Work to be completed = Lines with "white": please show every one of them from the listing below.

Given records =
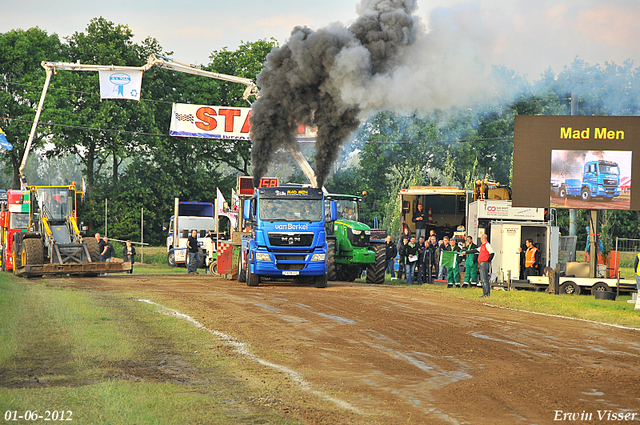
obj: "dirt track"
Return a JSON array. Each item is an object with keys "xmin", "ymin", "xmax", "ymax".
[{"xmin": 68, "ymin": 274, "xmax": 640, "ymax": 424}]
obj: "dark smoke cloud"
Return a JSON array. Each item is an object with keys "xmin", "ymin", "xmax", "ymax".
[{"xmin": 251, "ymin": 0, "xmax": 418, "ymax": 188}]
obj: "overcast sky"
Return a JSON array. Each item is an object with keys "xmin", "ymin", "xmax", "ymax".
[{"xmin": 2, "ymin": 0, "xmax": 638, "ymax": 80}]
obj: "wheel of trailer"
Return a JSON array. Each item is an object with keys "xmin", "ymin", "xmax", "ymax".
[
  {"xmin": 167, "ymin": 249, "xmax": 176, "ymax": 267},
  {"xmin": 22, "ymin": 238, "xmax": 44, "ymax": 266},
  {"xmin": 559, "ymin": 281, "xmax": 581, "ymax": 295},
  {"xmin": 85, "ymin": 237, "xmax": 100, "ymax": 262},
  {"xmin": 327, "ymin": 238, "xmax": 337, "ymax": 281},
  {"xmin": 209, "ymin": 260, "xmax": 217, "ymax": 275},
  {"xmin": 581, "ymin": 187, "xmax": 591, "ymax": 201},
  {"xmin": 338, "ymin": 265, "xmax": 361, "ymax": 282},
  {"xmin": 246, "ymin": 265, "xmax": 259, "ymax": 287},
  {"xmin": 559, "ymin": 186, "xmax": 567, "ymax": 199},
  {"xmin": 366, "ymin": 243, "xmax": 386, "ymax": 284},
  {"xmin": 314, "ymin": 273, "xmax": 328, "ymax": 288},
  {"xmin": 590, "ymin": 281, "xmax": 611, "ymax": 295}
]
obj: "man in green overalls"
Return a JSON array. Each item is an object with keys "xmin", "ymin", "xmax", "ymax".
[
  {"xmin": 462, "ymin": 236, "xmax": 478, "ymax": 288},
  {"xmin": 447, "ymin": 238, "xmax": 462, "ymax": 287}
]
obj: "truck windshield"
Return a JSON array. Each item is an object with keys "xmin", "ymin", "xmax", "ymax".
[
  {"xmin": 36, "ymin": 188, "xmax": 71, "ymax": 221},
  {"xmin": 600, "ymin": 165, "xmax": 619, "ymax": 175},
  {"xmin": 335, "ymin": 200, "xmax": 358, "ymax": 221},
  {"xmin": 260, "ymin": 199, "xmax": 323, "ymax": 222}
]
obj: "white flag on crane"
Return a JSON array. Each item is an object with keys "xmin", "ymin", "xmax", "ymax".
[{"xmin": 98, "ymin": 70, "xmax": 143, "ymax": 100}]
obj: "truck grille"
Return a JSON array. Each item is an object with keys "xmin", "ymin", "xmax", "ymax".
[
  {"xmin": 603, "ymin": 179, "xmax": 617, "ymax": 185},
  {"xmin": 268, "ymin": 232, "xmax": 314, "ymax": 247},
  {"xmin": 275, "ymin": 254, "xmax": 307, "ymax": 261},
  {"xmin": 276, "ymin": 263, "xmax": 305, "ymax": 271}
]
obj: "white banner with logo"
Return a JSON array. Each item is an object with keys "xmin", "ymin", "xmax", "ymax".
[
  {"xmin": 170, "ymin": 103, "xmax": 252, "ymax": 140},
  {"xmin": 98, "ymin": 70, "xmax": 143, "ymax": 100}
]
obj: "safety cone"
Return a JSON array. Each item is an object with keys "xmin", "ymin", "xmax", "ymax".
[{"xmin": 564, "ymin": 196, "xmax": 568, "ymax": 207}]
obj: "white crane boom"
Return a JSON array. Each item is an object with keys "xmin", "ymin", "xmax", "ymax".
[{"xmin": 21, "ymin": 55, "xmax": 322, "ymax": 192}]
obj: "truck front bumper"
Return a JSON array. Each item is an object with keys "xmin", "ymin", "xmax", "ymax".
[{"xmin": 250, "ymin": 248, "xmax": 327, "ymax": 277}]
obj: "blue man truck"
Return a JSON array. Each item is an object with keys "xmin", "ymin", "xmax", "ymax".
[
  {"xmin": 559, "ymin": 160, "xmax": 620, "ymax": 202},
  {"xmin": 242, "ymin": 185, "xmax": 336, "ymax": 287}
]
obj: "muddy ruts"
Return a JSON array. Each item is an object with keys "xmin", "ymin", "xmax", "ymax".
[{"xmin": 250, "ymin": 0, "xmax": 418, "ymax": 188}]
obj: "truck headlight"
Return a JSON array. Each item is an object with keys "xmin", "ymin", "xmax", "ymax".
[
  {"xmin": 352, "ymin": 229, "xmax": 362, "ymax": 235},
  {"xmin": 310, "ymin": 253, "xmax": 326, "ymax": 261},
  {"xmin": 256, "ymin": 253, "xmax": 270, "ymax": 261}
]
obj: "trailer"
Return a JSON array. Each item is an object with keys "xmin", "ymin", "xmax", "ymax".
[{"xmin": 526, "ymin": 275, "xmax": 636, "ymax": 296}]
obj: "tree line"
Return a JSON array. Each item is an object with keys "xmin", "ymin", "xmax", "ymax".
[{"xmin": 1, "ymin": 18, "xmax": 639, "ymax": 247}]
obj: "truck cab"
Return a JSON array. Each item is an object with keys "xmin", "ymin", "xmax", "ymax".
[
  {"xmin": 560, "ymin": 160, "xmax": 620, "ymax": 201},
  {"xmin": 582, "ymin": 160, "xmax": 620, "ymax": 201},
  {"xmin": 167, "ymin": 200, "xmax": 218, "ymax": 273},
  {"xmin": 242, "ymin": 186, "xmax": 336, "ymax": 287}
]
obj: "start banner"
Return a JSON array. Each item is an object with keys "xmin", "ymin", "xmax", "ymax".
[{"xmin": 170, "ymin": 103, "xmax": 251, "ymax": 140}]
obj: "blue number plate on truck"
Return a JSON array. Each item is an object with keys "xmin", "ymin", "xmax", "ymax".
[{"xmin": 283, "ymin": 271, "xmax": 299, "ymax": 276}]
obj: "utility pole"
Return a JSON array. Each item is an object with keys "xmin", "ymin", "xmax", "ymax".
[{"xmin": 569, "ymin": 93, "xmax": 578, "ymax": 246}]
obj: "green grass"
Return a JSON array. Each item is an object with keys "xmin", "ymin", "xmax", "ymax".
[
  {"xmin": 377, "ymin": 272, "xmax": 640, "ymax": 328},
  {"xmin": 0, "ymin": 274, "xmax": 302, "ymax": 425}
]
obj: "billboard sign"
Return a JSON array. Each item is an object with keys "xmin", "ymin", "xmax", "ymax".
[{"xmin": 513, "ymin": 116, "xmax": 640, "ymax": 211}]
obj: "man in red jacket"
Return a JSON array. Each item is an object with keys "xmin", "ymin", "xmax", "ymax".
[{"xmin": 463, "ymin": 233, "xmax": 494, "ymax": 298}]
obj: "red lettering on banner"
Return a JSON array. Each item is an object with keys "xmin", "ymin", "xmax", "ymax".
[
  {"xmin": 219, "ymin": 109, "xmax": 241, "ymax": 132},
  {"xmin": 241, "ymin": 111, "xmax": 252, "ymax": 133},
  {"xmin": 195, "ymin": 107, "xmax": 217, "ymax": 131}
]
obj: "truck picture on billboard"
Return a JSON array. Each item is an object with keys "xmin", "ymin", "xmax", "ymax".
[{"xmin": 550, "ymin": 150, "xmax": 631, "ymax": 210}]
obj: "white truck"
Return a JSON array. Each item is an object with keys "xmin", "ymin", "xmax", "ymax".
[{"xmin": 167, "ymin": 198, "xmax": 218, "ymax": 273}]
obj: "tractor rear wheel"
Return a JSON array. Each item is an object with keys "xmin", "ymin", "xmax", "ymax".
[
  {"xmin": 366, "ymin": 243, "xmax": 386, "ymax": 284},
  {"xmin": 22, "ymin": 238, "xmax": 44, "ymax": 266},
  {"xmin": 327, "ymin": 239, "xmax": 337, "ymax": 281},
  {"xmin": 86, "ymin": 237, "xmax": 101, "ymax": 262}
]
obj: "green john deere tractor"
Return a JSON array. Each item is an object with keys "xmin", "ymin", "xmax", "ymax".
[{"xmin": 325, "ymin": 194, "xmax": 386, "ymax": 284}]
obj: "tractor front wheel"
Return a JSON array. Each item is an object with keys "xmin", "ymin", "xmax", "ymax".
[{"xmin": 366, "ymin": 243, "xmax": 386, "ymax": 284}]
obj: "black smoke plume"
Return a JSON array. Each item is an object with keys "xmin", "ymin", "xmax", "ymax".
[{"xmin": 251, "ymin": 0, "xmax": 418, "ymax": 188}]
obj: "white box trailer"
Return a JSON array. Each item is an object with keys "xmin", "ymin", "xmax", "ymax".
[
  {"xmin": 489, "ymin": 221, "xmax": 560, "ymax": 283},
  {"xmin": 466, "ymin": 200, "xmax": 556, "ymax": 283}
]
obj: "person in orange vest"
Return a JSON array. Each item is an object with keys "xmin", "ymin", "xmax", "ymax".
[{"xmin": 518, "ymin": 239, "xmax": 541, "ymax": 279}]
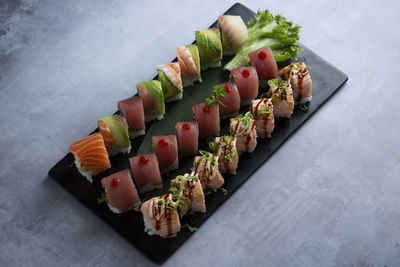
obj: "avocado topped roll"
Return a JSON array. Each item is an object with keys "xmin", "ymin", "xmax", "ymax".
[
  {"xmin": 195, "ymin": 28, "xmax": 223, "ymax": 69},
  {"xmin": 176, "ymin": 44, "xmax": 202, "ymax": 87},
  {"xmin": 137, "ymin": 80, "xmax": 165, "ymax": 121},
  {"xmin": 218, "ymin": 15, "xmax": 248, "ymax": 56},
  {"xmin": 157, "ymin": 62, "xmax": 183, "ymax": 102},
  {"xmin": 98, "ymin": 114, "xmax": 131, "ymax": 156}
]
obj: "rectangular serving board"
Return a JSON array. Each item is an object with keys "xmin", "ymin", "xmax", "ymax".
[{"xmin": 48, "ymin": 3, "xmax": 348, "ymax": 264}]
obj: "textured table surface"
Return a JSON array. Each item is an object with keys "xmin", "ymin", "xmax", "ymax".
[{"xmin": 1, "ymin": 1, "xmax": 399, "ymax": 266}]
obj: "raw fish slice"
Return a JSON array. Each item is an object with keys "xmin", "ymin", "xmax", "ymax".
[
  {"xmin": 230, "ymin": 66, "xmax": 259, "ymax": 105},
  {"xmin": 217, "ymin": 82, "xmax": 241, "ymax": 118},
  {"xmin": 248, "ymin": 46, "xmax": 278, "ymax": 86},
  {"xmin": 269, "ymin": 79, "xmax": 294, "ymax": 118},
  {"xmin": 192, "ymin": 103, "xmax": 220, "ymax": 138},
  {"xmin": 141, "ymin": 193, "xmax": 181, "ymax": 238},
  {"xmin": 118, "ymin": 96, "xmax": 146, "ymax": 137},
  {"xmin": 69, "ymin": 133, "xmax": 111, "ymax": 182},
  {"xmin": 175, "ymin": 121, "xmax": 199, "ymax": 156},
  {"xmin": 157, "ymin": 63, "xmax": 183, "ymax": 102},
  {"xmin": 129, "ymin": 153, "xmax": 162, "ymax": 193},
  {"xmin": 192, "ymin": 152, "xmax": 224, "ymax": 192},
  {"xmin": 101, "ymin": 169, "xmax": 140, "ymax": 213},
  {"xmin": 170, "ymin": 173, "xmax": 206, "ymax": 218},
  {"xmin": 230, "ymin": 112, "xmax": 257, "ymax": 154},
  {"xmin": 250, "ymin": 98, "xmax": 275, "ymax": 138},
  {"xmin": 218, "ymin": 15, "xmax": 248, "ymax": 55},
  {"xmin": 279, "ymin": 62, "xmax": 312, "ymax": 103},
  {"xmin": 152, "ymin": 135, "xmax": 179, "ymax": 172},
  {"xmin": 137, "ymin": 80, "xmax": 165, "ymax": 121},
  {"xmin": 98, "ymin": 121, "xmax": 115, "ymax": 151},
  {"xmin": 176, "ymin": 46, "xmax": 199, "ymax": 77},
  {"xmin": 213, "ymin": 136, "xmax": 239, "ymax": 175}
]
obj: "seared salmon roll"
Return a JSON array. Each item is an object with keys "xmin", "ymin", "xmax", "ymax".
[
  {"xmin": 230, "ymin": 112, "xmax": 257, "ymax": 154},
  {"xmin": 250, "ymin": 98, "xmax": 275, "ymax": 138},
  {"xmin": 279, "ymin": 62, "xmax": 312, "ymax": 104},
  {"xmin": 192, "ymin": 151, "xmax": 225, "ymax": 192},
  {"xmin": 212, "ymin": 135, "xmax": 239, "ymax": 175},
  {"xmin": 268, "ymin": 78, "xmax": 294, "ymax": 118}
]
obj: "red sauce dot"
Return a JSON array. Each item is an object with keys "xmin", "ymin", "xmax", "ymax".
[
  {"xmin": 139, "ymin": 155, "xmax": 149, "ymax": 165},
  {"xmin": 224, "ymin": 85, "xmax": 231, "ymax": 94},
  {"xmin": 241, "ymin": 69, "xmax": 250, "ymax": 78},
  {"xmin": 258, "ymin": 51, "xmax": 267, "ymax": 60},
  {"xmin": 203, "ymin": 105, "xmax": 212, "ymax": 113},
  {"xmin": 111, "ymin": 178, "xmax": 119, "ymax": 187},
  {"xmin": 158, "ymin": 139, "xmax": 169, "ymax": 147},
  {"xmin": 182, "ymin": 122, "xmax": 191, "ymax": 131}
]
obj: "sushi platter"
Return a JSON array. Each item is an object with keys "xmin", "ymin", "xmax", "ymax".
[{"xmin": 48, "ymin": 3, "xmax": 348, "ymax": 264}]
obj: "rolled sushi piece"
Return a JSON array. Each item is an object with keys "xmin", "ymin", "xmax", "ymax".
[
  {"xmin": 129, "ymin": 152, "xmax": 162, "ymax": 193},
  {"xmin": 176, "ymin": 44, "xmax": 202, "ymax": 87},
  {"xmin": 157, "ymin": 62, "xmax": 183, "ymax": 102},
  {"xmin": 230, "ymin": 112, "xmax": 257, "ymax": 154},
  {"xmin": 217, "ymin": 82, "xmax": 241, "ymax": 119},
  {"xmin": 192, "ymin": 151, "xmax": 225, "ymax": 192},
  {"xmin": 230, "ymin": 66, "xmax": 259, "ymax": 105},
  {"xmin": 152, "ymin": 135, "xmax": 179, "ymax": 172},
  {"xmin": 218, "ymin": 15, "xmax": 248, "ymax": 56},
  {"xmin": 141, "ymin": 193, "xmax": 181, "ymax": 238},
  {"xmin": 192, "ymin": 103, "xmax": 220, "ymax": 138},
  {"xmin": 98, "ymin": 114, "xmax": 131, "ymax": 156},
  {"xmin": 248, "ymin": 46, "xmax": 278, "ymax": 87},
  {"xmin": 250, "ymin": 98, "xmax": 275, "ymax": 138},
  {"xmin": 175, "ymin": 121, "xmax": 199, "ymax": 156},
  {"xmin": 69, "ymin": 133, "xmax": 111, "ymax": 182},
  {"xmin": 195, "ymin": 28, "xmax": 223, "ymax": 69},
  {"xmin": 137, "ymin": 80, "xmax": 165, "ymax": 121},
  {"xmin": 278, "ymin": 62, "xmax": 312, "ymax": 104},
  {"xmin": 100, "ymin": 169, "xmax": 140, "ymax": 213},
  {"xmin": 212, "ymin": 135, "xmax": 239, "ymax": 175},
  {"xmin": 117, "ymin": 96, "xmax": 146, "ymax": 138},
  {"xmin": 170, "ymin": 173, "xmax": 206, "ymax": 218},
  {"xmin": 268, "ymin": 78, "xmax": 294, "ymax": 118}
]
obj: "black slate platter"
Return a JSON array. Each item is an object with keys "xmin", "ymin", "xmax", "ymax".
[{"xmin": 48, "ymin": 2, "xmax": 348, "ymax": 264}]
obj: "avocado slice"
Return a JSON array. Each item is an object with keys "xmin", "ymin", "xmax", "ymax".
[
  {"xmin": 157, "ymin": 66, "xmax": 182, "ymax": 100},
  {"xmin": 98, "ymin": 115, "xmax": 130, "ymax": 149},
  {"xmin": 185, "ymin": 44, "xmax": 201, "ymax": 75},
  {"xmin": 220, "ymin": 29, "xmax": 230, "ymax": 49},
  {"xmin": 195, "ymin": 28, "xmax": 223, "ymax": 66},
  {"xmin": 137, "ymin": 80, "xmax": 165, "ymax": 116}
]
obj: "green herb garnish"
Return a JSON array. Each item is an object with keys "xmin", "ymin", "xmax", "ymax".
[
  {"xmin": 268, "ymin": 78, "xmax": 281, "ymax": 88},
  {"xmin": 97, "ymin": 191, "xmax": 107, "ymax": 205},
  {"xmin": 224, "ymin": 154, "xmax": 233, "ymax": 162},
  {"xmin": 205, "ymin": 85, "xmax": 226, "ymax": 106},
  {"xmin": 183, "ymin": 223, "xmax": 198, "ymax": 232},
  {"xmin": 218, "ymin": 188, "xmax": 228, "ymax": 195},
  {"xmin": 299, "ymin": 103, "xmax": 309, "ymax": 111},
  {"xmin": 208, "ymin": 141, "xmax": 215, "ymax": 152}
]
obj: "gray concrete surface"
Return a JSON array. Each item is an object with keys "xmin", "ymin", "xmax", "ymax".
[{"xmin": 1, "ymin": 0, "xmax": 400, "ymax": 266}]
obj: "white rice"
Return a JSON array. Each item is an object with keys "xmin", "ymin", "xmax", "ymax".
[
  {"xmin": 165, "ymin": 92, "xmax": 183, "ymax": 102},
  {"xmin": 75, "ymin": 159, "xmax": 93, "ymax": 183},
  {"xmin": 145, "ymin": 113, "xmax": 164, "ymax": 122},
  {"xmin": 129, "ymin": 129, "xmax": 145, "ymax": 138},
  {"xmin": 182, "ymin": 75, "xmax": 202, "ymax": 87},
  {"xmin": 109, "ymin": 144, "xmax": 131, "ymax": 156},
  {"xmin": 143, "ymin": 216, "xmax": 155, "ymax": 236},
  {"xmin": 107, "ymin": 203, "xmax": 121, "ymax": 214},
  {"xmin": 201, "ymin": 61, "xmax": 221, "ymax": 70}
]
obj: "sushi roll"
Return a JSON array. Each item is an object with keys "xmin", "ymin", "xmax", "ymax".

Response for this exercise =
obj: "white flag on crane"
obj: "white banner with logo"
obj: "white crane boom"
obj: "white truck"
obj: "white box trailer"
obj: "white rice"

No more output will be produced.